» Short task
Report every line in the entries below that contains the word "hair", copying each such line in full.

Dataset records:
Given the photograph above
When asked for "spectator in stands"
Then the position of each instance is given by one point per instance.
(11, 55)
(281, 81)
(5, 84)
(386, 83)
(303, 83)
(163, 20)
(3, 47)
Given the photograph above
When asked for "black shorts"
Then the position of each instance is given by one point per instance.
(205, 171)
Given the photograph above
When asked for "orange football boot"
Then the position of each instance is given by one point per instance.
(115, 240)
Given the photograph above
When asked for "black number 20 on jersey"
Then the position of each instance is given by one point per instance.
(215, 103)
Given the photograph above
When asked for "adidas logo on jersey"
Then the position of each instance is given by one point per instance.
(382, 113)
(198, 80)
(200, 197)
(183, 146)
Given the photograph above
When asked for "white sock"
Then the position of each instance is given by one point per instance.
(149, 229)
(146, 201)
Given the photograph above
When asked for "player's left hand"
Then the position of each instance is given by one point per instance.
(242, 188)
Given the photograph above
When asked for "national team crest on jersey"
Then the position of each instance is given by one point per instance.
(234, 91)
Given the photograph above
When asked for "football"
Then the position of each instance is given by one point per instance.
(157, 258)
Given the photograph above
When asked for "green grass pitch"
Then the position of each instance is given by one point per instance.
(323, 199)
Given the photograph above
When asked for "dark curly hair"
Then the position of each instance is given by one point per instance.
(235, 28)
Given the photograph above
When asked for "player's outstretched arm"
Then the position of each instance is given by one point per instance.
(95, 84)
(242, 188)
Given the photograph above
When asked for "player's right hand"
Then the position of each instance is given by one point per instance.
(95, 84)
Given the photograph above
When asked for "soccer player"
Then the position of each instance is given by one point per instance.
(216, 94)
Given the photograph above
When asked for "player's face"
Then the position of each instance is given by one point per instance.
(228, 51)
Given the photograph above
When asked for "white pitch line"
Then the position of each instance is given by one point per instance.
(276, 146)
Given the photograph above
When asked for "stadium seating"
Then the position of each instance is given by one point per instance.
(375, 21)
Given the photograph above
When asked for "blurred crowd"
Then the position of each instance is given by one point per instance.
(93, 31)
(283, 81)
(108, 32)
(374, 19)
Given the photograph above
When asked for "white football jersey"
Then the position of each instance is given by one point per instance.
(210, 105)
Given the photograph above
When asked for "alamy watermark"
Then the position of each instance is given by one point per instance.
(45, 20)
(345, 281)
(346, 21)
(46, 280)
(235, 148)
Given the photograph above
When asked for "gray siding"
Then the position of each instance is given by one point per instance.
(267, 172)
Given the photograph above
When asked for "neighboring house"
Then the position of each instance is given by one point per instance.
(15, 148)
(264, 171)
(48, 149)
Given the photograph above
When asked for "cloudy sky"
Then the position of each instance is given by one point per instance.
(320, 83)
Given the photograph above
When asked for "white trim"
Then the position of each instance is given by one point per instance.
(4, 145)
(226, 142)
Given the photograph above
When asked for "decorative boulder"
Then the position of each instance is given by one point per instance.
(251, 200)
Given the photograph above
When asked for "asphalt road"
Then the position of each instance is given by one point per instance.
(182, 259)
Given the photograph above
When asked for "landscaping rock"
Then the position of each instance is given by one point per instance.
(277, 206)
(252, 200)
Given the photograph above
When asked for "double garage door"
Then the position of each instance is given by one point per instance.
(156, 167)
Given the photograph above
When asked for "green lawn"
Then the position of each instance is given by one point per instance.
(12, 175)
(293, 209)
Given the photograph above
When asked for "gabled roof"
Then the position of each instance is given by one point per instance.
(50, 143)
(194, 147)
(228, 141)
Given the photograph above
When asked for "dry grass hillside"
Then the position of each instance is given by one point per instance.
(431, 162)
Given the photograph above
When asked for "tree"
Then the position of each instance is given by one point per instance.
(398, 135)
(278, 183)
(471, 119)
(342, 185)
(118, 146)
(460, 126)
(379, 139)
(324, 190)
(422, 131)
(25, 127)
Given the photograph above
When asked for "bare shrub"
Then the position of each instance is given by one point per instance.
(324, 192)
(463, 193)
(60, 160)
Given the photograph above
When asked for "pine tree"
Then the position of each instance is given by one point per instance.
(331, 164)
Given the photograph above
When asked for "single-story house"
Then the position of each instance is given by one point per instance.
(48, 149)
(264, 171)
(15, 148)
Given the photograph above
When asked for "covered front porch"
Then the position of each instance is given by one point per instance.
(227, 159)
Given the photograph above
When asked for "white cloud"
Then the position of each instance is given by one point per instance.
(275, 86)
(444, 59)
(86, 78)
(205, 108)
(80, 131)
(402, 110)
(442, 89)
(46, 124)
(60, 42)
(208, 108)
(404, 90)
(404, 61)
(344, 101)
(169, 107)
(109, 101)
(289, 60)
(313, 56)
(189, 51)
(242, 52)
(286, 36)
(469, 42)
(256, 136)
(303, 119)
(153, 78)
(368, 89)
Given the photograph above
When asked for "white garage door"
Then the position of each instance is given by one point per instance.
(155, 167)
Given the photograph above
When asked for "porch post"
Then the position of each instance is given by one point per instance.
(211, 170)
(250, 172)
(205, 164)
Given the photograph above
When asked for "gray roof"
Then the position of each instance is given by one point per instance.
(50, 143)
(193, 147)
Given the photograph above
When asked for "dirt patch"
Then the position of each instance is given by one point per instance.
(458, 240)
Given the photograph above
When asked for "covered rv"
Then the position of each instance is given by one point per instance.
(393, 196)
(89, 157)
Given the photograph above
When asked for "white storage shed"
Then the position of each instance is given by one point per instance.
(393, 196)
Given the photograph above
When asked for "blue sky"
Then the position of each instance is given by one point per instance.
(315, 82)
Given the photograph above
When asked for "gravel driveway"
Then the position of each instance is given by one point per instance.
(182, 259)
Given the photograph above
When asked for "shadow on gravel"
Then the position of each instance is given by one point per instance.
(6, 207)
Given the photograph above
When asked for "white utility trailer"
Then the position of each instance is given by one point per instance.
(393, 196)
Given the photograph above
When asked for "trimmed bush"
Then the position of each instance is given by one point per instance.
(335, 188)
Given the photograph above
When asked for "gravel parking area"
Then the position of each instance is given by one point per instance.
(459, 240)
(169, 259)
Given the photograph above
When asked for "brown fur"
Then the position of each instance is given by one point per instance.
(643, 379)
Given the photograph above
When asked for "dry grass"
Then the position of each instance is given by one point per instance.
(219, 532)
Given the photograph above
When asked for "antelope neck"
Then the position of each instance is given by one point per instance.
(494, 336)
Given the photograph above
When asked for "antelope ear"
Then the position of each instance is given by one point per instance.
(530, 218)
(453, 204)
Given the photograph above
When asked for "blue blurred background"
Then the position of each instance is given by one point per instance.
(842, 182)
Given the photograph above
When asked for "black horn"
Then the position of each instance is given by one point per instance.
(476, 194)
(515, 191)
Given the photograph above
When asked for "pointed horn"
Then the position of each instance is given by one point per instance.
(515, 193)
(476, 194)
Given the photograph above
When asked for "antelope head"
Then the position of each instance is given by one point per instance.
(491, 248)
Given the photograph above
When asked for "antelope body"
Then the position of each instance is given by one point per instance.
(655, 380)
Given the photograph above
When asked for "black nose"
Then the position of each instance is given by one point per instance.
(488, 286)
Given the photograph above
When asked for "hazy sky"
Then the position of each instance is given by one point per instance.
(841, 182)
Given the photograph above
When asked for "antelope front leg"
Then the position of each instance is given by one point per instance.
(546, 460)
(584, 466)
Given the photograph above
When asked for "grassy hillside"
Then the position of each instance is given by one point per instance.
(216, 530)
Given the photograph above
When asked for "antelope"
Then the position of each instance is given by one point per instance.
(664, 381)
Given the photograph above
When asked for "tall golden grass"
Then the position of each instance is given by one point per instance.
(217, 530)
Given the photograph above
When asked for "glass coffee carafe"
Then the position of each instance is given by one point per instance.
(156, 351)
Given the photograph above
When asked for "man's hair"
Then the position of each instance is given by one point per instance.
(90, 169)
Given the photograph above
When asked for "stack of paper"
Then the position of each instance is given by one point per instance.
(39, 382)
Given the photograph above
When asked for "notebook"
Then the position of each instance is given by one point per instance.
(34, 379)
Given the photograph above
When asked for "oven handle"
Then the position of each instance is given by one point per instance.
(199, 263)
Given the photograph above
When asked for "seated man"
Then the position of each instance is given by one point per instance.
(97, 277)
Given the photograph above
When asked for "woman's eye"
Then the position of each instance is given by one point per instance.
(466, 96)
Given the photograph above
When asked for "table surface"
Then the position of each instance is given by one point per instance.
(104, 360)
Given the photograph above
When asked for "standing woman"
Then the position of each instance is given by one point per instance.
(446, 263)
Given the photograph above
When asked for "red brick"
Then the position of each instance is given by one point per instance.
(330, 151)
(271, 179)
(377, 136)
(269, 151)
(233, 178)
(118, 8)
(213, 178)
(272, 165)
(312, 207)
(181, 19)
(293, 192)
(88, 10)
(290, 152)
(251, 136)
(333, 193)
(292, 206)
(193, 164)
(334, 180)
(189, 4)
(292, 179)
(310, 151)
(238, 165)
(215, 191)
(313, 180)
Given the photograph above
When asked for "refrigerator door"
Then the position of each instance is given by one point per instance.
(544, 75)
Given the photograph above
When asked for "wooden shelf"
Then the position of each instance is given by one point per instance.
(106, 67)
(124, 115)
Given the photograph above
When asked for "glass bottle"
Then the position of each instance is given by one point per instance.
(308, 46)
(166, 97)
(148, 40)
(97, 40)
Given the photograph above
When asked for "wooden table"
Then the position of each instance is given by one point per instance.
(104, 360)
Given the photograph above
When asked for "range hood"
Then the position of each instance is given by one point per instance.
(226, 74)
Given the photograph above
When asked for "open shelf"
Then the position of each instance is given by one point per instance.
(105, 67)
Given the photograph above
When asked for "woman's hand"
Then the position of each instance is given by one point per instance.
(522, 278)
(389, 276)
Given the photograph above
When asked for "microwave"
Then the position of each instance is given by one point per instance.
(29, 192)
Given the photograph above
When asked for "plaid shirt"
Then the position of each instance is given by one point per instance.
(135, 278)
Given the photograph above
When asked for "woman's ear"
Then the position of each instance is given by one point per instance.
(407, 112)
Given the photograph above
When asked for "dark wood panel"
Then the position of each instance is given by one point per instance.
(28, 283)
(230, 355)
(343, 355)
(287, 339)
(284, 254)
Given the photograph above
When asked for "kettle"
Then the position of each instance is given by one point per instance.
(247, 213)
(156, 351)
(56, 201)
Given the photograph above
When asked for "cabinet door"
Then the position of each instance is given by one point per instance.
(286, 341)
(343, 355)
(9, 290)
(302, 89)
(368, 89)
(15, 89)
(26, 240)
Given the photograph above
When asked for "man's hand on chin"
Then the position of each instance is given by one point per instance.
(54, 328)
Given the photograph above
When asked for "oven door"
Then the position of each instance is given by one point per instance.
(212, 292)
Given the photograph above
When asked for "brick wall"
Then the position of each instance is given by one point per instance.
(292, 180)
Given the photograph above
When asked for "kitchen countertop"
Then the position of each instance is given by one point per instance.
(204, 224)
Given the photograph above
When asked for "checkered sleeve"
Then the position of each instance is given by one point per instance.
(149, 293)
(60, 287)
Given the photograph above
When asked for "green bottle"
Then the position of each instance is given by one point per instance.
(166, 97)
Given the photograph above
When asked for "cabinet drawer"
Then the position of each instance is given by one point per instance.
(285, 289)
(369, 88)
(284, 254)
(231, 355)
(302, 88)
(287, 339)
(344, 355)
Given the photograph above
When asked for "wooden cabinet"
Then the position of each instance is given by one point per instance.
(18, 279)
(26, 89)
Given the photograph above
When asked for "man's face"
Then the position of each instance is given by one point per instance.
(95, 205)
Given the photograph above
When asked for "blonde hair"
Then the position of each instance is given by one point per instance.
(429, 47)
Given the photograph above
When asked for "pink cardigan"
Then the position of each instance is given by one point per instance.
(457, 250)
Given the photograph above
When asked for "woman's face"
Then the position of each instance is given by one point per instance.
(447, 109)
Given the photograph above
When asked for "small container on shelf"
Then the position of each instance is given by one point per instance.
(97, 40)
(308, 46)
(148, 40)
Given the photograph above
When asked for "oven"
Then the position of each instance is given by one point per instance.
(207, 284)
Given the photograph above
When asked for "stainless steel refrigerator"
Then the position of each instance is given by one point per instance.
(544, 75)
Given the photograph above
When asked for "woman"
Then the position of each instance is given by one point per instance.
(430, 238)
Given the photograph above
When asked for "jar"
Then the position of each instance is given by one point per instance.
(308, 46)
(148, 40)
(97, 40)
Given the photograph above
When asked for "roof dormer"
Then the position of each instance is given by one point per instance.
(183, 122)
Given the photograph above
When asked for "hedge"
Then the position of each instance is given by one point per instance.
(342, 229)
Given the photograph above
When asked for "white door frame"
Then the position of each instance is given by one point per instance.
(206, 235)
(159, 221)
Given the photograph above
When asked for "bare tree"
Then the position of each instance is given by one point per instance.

» Reply
When asked for "dark curly hair"
When asked for "man's hair"
When asked for "blonde hair"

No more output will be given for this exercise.